> [Excerpt]
-- Begin --

Getting started with Python for Data Science

Meenal Jhajharia

Meenal Jhajharia. she/her. 19.

CS and Math undergrad student

University of Delhi, India

PyMC Core Contributor | GSoC student - PyMC (under NUMFOCUS)

Web - [mjhajharia.com](https://mjhajharia.com )  

You will find this useful if

- You already know an object oriented programming language
- You want to learn Python
- You’re interested in Scientific Computing


Quick facts about Python

- Useful for quick prototyping
- Dynamically Typed
- Interpreted Language
- High level data types
- There’s a large number of scientific open source software in Python

Best Place to learn more : [Official Python documentation](https://docs.python.org/3/tutorial/introduction.html)

-- End --

> [Recorded data]
-- Begin --

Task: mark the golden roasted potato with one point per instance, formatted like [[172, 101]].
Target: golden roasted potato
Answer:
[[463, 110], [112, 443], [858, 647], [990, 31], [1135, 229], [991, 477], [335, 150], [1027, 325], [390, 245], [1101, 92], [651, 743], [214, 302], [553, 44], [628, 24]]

-- End --

> [Written exercise 1] What does the Python for Data Science page name as the best place to learn more?
> [Written exercise 2] Copy word for word the part of the Python for Data Science page starting with "Meenal Jhajharia. she/her." and going on through "- [mjhajharia.com](https://mjhajharia.com )".
> [Written exercise 3] Resume the Python for Data Science page after its last line and carry it on.

> [Expected answer 1] The official Python documentation.

> [Expected answer 2]
Meenal Jhajharia. she/her. 19.

CS and Math undergrad student

University of Delhi, India

PyMC Core Contributor | GSoC student - PyMC (under NUMFOCUS)

Web - [mjhajharia.com](https://mjhajharia.com )

> [Expected answer 3]
Sneak peek into

- Basic Python Syntax
- Numpy and Pandas
- PyMC 

Takeaways

- A taste of reading Python code in large libraries
- This will help you contribute to Open Source + write better code

When browsing code from libraries you aren't familiar with, we'll be focusing on "how" the code works, and be less concerned with the actual use or thought behind it, think of it as, we pick up a random novel to learn how to read or speak, we don't care about the story being told (**only** right now)


If you're on a UNIX system, great, if you're on windows ensure you have a terminal, if not use [this](https://www.microsoft.com/en-in/p/windows-terminal/9n0dx20hk701?rtc=1&activetab=pivot:overviewtab)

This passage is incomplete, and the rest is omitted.